--- WORKING DATA ---
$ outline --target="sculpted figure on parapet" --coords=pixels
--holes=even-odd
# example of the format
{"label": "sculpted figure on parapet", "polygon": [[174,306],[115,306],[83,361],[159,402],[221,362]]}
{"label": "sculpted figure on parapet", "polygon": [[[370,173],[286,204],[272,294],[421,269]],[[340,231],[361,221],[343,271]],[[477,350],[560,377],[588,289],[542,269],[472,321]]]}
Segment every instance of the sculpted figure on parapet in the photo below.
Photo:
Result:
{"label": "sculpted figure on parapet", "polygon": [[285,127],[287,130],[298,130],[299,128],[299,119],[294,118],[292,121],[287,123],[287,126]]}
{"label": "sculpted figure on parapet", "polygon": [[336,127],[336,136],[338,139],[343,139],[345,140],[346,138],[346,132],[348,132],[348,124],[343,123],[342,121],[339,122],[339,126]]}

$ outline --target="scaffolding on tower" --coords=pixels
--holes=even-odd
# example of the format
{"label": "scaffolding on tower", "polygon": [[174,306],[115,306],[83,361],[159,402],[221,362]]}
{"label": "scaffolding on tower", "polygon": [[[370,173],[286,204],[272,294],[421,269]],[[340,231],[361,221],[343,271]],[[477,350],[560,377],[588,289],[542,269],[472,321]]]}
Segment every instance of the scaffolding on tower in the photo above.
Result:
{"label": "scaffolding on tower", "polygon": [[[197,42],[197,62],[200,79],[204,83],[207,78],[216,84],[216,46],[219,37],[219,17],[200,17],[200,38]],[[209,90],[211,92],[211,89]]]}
---
[GIVEN INSTRUCTION]
Can you render the listing above as a two-column CSV with the header command,result, where each row holds one command's full text and its result, each in its own quoted field with line breaks replaced by spaces?

[FINISHED EXERCISE]
command,result
"$ outline --target=""sculpted figure on parapet"" --coords=pixels --holes=even-odd # example of the format {""label"": ""sculpted figure on parapet"", ""polygon"": [[174,306],[115,306],[83,361],[159,402],[221,362]]} {""label"": ""sculpted figure on parapet"", ""polygon"": [[[370,173],[286,204],[272,294],[421,269]],[[340,231],[361,221],[343,271]],[[477,350],[560,377],[588,289],[542,269],[472,321]]]} Segment every instance of the sculpted figure on parapet in the photo below. Photo: Result:","{""label"": ""sculpted figure on parapet"", ""polygon"": [[285,127],[287,130],[298,130],[299,128],[299,119],[294,118],[292,121],[287,123],[287,126]]} {""label"": ""sculpted figure on parapet"", ""polygon"": [[336,127],[336,136],[338,139],[343,139],[345,140],[346,138],[346,132],[348,132],[348,124],[343,123],[342,121],[339,122],[339,126]]}"
"$ outline --target=""scaffolding on tower"" --coords=pixels --holes=even-odd # example of the format {""label"": ""scaffolding on tower"", ""polygon"": [[174,306],[115,306],[83,361],[159,402],[221,362]]} {""label"": ""scaffolding on tower"", ""polygon"": [[[370,173],[286,204],[272,294],[421,269]],[[340,231],[361,221],[343,271]],[[477,350],[560,377],[588,289],[542,269],[472,321]]]} Segment every instance of the scaffolding on tower in the photo above. Result:","{""label"": ""scaffolding on tower"", ""polygon"": [[[197,42],[197,62],[200,79],[204,83],[207,78],[216,84],[216,46],[219,37],[219,17],[200,17],[200,38]],[[209,90],[211,92],[211,89]]]}"